◆ Excerpt provided ◆
━━━━━━━━━━

Why can’t VarDateFromStr parse back a Hungarian date that was generated by VarBstrFromDate?

Raymond Chen

Raymond

A customer liaison reported a problem with date parsing.

Ugh, date parsing.

The customer is receiving date information from a scanner that they want to parse. They are using the COle­Date­Time::Parse­Date­Time method. The customer reports that clients in Hungary (locale 1038) are unable to parse dates. The call to COle­Date­Time::Parse­Date­Time fails with false. That method internally uses Var­Date­From­Str, and calling Var­Date­From­Str directly fails with the error DISP_E_TYPE­MISMATCH.

This problem is observed only for Hungarian.

The customer included a demonstration program that calls methods on COle­Date­Time, but I’ve stripped away the wrapper below, so we can focus on the problem better.

LCID hungarian = MAKELANGID(LANG_HUNGARIAN, SUBLANG_HUNGARIAN_HUNGARY);
DATE date = ...; // something
BSTR str;
hr = VarBstrFromDate(date, hungarian, VAR_DATEVALUEONLY, &str);
// The call to VarBstrFromDate succeeds and returns something like
// "2010. 12. 05". Now let's try to parse it back.

hr = VarDateFromStr(str, hungarian, VAR_DATEVALUEONLY, &date);
// The attempt to parse back to a date fails with DISP_E_TYPEMISMATCH.

The customer noted that this change in behavior was relatively recent.

The reason is that the localization team in Windows 10 made a change to the date formats for Hungarian. In earlier versions of Windows, the call to Var­Bstr­From­Date produced "2010.12.05". Notice the difference?

The date separator changed from a period to a period followed by a space.

This highlights that culture data is not stable. Any code that generates Hungarian-formatted dates will produce different results on Windows 10 compared to earlier versions of Windows.

Of course, one should also note that the date formatting preferences can also be customized by the user at any time, so the statement is even stronger: Any code that generates locale-sensitive formatted dates may produce different results at any time, even within a single run of the program.

━━━━━━━━━━

Excerpts from point annotation data:
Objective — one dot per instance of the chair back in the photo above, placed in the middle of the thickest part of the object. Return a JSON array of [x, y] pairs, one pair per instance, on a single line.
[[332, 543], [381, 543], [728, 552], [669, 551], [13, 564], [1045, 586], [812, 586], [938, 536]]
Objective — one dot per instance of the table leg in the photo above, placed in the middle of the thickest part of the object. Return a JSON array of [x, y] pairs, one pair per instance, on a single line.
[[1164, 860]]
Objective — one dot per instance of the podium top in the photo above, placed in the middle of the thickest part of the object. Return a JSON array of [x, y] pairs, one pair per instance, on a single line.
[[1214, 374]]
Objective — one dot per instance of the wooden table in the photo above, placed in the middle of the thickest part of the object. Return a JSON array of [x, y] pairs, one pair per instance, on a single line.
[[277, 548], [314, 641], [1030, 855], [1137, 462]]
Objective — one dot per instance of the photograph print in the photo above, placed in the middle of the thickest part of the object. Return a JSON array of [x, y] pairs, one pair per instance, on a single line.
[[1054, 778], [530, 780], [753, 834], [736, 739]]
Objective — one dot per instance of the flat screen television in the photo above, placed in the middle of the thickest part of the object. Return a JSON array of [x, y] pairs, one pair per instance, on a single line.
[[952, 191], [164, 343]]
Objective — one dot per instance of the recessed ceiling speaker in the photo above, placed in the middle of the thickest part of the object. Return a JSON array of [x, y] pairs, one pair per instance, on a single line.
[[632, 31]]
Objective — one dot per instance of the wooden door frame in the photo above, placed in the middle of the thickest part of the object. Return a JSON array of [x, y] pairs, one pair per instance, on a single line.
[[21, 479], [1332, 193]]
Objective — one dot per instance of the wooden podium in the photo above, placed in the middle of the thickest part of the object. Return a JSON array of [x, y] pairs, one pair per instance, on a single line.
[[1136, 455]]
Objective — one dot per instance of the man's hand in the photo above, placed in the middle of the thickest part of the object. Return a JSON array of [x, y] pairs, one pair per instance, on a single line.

━━━━━━━━━━

◆ Requirements ◆
Print verbatim the passage of the article on Hungarian date parsing, from "The customer noted" up to and including "by a space.".

◆ Result of the task ◆
The customer noted that this change in behavior was relatively recent.

The reason is that the localization team in Windows 10 made a change to the date formats for Hungarian. In earlier versions of Windows, the call to Var­Bstr­From­Date produced "2010.12.05". Notice the difference?

The date separator changed from a period to a period followed by a space.